Collected data:
------------------------------------------------------------

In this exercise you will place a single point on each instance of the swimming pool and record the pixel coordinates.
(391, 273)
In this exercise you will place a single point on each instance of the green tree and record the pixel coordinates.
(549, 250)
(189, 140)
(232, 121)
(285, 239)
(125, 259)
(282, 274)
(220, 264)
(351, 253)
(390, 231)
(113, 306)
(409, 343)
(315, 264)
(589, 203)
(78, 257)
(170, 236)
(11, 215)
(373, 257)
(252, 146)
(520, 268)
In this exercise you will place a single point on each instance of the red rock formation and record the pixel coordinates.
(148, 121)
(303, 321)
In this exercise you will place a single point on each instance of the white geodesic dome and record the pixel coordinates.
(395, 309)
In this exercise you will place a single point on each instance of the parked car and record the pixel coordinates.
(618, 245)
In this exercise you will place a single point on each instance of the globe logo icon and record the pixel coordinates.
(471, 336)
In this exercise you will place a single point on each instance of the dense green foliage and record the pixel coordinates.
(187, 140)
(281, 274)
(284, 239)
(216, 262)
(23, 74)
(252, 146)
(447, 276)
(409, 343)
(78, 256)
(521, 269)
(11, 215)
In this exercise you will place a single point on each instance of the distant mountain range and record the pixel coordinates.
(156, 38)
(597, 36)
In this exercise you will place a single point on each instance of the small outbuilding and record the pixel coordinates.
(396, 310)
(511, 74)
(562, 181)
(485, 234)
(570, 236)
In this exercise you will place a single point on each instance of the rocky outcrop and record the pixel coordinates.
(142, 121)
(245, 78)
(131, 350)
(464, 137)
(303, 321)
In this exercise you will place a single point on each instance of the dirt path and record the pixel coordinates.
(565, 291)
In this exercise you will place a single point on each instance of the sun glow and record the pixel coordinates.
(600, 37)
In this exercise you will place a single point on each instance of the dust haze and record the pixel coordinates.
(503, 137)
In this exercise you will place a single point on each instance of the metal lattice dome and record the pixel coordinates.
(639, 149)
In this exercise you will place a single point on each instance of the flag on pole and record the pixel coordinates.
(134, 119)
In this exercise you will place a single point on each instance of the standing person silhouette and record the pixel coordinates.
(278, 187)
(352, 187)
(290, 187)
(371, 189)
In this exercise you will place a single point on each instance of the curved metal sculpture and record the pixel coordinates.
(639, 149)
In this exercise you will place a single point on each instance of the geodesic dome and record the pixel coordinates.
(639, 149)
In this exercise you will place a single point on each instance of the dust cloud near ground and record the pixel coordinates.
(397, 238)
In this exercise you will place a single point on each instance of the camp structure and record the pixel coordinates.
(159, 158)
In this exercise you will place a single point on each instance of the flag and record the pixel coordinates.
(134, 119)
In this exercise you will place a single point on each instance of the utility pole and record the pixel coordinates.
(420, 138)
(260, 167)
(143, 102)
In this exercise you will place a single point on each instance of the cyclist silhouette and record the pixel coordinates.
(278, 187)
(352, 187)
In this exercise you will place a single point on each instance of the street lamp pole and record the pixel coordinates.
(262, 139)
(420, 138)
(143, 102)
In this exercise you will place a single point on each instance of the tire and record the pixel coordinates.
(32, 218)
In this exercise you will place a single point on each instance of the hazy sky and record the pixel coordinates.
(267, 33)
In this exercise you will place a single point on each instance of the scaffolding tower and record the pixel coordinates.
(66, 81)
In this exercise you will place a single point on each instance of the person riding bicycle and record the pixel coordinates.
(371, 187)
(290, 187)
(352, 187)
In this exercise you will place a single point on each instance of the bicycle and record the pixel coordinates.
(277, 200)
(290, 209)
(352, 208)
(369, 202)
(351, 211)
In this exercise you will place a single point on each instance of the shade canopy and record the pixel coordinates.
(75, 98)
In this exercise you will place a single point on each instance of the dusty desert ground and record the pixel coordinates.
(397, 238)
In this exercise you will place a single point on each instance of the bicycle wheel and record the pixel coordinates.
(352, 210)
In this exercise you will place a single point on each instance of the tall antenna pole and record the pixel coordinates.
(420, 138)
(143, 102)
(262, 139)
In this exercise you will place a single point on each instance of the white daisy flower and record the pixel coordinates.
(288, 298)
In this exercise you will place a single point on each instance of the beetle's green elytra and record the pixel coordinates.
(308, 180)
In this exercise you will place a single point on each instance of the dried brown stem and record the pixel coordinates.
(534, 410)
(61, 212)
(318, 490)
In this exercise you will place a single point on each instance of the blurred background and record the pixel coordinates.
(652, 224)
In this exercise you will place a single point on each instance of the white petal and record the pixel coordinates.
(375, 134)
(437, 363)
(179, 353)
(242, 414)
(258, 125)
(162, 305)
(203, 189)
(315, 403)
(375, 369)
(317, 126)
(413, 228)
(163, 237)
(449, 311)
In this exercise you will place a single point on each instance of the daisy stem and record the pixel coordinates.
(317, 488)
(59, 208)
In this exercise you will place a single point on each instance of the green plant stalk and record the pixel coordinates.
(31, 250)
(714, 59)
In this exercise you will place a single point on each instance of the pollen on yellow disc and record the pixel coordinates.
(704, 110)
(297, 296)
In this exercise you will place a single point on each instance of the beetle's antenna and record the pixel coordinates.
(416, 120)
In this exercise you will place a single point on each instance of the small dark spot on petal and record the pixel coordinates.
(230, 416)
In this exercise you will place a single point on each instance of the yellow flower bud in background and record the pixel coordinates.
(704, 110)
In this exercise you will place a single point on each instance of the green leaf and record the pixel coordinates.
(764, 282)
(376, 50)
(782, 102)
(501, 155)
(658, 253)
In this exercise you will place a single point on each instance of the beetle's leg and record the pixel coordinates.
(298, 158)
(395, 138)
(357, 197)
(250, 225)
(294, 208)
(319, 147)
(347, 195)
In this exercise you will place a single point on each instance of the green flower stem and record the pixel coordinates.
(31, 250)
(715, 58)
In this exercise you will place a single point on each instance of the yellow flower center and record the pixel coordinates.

------------------------------------------------------------

Your objective: Reproduce each line of the material above verbatim, in its original order.

Answer to the problem:
In this exercise you will place a single point on each instance of the swimming pool and record the pixel coordinates.
(391, 273)
In this exercise you will place a single point on each instance of the green tree and record the pixel coordinates.
(549, 250)
(189, 140)
(232, 121)
(285, 239)
(125, 259)
(282, 274)
(220, 264)
(351, 253)
(390, 231)
(113, 306)
(409, 343)
(315, 264)
(589, 203)
(78, 257)
(170, 236)
(11, 215)
(373, 257)
(252, 146)
(520, 268)
In this exercise you will place a single point on each instance of the red rock formation and record the pixel coordinates.
(148, 121)
(303, 321)
In this exercise you will place a single point on each instance of the white geodesic dome and record the pixel coordinates.
(395, 309)
In this exercise you will place a single point on each instance of the parked car and record the pixel coordinates.
(618, 245)
In this exercise you will place a single point on each instance of the globe logo icon and record the pixel coordinates.
(471, 336)
In this exercise you will place a single point on each instance of the dense green foliage and record the pixel coordinates.
(187, 140)
(281, 274)
(284, 239)
(216, 262)
(23, 74)
(252, 146)
(447, 276)
(409, 343)
(78, 256)
(521, 269)
(11, 215)
In this exercise you will place a single point on each instance of the distant mountain range and record the pixel coordinates.
(156, 38)
(597, 36)
In this exercise you will place a single point on each instance of the small outbuilding and record the pixel coordinates.
(396, 310)
(511, 74)
(562, 181)
(485, 234)
(570, 236)
In this exercise you will place a single point on each instance of the rocky outcrop and record the pixel coordinates.
(142, 121)
(245, 78)
(131, 350)
(464, 137)
(303, 321)
In this exercise you will place a single point on each instance of the dirt path and record the pixel coordinates.
(565, 291)
In this exercise you will place a single point on each instance of the sun glow and record the pixel coordinates.
(600, 37)
In this exercise you will place a single point on each instance of the dust haze and record the pixel coordinates.
(503, 137)
In this exercise you will place a single point on each instance of the metal lattice dome and record the pixel coordinates.
(639, 149)
In this exercise you will place a single point on each instance of the flag on pole and record the pixel coordinates.
(134, 119)
In this exercise you will place a single point on each instance of the standing person silhouette and record the pixel coordinates.
(278, 187)
(352, 187)
(290, 187)
(371, 189)
In this exercise you will place a single point on each instance of the curved metal sculpture and record the pixel coordinates.
(639, 149)
In this exercise you will place a single point on each instance of the geodesic dome and record the pixel coordinates.
(639, 149)
In this exercise you will place a single point on each instance of the dust cloud near ground and record the pixel coordinates.
(397, 238)
In this exercise you will place a single point on each instance of the camp structure and record the pixel coordinates.
(159, 158)
In this exercise you will place a single point on each instance of the flag and record the pixel coordinates.
(134, 119)
In this exercise you will place a single point on each instance of the utility pole and record the pixel coordinates.
(420, 138)
(260, 167)
(143, 102)
In this exercise you will place a single point on each instance of the cyclist silhouette and record the pixel coordinates.
(278, 187)
(352, 187)
In this exercise you will place a single point on each instance of the street lamp pole and record the pixel coordinates.
(262, 139)
(420, 138)
(143, 102)
In this exercise you will place a single point on each instance of the tire and record the pixel coordinates.
(32, 218)
In this exercise you will place a single point on each instance of the hazy sky and record the pixel coordinates.
(267, 33)
In this exercise you will place a single point on each instance of the scaffolding tower and record the pixel coordinates.
(66, 81)
In this exercise you will place a single point on each instance of the person riding bicycle and record the pixel coordinates.
(371, 187)
(290, 187)
(352, 187)
In this exercise you will place a single point on each instance of the bicycle and record the pixel coordinates.
(277, 200)
(290, 209)
(352, 208)
(369, 202)
(351, 211)
In this exercise you will place a single point on each instance of the shade canopy and record the pixel coordinates.
(75, 98)
In this exercise you will place a single point on each instance of the dusty desert ground and record the pixel coordinates.
(397, 238)
In this exercise you will place a single point on each instance of the bicycle wheel and record the pixel coordinates.
(352, 210)
In this exercise you will place a single point on each instance of the tall antenna pole and record the pixel coordinates.
(420, 138)
(143, 102)
(262, 139)
In this exercise you will place a single point on each instance of the white daisy flower and record the pixel coordinates.
(288, 298)
In this exercise you will place a single point on each instance of the beetle's green elytra and record the pixel coordinates.
(308, 180)
In this exercise you will place a single point on each instance of the dried brown stem and record the pixel coordinates.
(534, 410)
(61, 212)
(318, 490)
In this exercise you will place a single point on each instance of the blurred background and record the pixel coordinates.
(652, 224)
In this exercise you will place a single point on each instance of the white petal and record the pixel coordinates.
(375, 134)
(437, 363)
(179, 353)
(242, 414)
(258, 125)
(162, 305)
(203, 189)
(315, 403)
(375, 369)
(317, 126)
(413, 228)
(163, 237)
(449, 311)
In this exercise you will place a single point on each instance of the daisy stem and record the pixel coordinates.
(317, 488)
(59, 208)
In this exercise you will place a single point on each instance of the green plant stalk and record the pixel coordinates.
(31, 250)
(714, 59)
In this exercise you will place a single point on each instance of the pollen on yellow disc and record the pixel coordinates.
(704, 110)
(297, 296)
In this exercise you will place a single point on each instance of the beetle's antenna and record the pixel coordinates.
(416, 120)
In this exercise you will place a single point on each instance of the small dark spot on petal and record the pixel coordinates.
(230, 416)
In this exercise you will place a single point on each instance of the yellow flower bud in background and record the pixel coordinates.
(704, 110)
In this exercise you will place a single point on each instance of the green leaf and record the pixel coordinates.
(764, 282)
(376, 50)
(782, 102)
(501, 155)
(658, 253)
In this exercise you will place a single point on each instance of the beetle's leg and record the pixel coordinates.
(298, 158)
(395, 138)
(357, 197)
(250, 225)
(294, 208)
(319, 147)
(347, 195)
In this exercise you will place a single point on each instance of the green flower stem and record the pixel coordinates.
(31, 250)
(715, 58)
In this exercise you will place a single point on each instance of the yellow flower center and record the pixel coordinates.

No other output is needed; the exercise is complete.